• _EXERCISE GOAL_:
All of the data below should be written out exactly.

—————

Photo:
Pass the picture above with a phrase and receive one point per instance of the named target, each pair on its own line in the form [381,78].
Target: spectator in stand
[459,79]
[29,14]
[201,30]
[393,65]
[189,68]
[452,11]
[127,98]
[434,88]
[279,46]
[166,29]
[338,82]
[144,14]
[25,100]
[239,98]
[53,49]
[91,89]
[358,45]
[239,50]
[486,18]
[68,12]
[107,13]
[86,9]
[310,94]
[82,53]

—————

• _RESPONSE BOX_:
Photo:
Pass the picture above with a phrase and receive one point per instance of the named target, each pair on its own line in the form [381,78].
Target: spectator in stand
[459,79]
[29,14]
[201,30]
[393,65]
[189,68]
[452,11]
[127,98]
[434,88]
[279,46]
[166,29]
[338,82]
[144,14]
[25,100]
[239,98]
[53,49]
[91,89]
[358,45]
[239,50]
[486,18]
[68,12]
[107,13]
[86,9]
[310,94]
[82,53]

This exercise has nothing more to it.